Freelance journalist and best-selling author of ‘Neutral Buoyancy – Adventures in a Liquid World’ (Penguin), England
After graduating from us with a BA in Anthropology, Tim has worked as a tour guide, a waiter, a bicycle courier and in the film industry. He then joined the BBC World Service as a reporter/producer specialising in Africa. Since 1999 he has been self-employed as a writer and journalist. His writing has appeared in most national British newspapers and scuba magazines and he is the author of three non-fiction books. He continues to do occasional film work, writing the script for ‘Deep Blue’ – the movie-length version of the BBC’s Blue Planet, and in 2010 he produced the documentary ‘Man to Manta’. He continues to report for the BBC from the Indian Ocean islands, contributes to ‘QI’, has dived all over the world and is a Director of ‘Central Caribbean Marine Institute’ in the Cayman Islands. "Anthropology remains one of the foundations of my life," he says, "and the discipline of the Honours degree, and the perspective it gave me have stayed with me and informed many of the choices I've made. Anthropology and writing both rely on curiosity and a willingness to engage with disparate people from diverse backgrounds in unfamiliar territory."
After graduating from us with a BA in Anthropology in 2010. Sara has the following message to alumni and potential Anthro students:
How nice to hear from QUB Anthro! I sometimes get a little disconnected out here and forget about things from "before." I'm living in Guatemala right now, working for the organisation I studied in my dissertation (Safe Passage). I work with teenagers and children and was doing a mix of teaching and counseling/youth work, but I just got a promotion (yesterday!) and I'm now the new "Coordinator for Reading Enrichment" which is a bit of a silly title. It basically means I run the library and am in charge of literacy promotion and running creative writing workshops and the like. I've been handed a department with very little budget and almost no staff so it's going to be a challenge, but I'm very excited and I really love the kind of work I'm doing. I feel like it's a great privilege to love your job as much as I do and I'm very happy. Although it's a good thing you aren't asking us for money as I'm definitely not raking it in on my NGO stipend!!
My degree has definitely been so useful in so many ways for living and working here. I often find myself mediating when any kind of conflict/disagreement occurs between local and foreign staff at work (we're a mixed bunch) and I'm about to launch a Women's Issues group for the young girls which will be very interesting in terms of navigating cultural boundaries.

### GIVEN PROBLEM
Carry on the anthropology alumni profiles above, starting right after the last sentence shown.

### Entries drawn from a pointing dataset

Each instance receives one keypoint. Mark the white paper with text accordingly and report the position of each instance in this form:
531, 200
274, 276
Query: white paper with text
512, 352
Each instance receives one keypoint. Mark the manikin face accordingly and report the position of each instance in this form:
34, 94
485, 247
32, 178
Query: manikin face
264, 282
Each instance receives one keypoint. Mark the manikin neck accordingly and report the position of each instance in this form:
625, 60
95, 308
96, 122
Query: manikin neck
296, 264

==

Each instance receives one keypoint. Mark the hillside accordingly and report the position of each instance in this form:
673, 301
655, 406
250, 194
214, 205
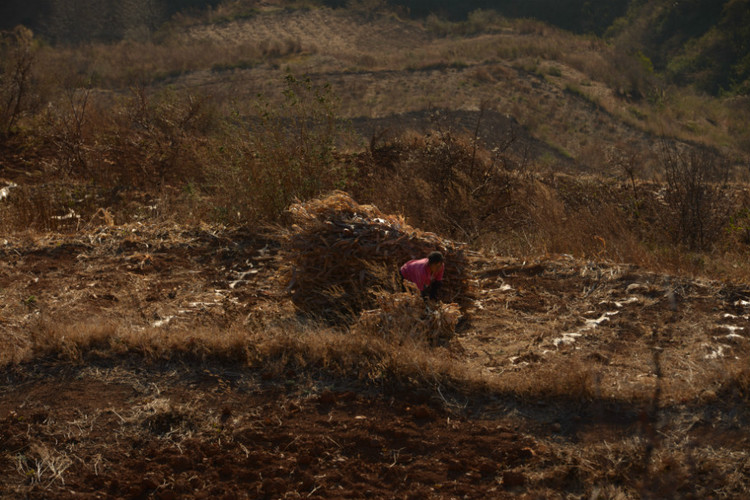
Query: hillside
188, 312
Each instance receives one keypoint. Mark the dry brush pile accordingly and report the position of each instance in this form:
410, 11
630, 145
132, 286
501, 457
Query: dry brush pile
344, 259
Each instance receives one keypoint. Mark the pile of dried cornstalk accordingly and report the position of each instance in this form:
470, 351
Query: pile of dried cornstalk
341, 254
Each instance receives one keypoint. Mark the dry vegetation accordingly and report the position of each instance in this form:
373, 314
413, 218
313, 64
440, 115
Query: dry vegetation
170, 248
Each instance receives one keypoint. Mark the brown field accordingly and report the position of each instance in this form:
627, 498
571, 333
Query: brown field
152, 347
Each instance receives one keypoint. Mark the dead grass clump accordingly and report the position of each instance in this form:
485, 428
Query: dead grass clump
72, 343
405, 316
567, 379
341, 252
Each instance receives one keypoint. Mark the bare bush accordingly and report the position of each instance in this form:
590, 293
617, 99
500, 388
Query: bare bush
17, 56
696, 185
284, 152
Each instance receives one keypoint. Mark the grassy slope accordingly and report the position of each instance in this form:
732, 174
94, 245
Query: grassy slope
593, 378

### FINAL RESULT
Sustainability Ambassador for IKEA UK VIETNAM
After graduating from us with a BA in Anthropology in 2009. Alexandria has the following message to dissertation students and potential Anthro students:
Let me just say I loved my dissertation module. At Queens I even changed my degree structure so that I was able to take the dissertation module. Why such madness? Simple; with the dissertation module I would be writing my own stuff for the first time. I would be free to do some proper research and to properly come to my own conclusion on a topic that I found interesting. Of course it was difficult and most certainly the hardest module I ever had to do as it required a lot of work and a lot of very detailed work on my own. But it was worth it. And in the world of work it paid off.
In 2010 the company I worked for (IKEA) gave 4 co-workers in the UK the chance to travel to Vietnam to oversee some charity work and become known as ‘Sustainability Ambassadors’. I applied and the main point of my application was my Social Anthropology degree and the dissertation module that I had undertaken. I described in great detail the amount of work I put into my dissertation and how it had prepared me to look at things with my own eyes and evaluate the world around me. It won me a place on the team.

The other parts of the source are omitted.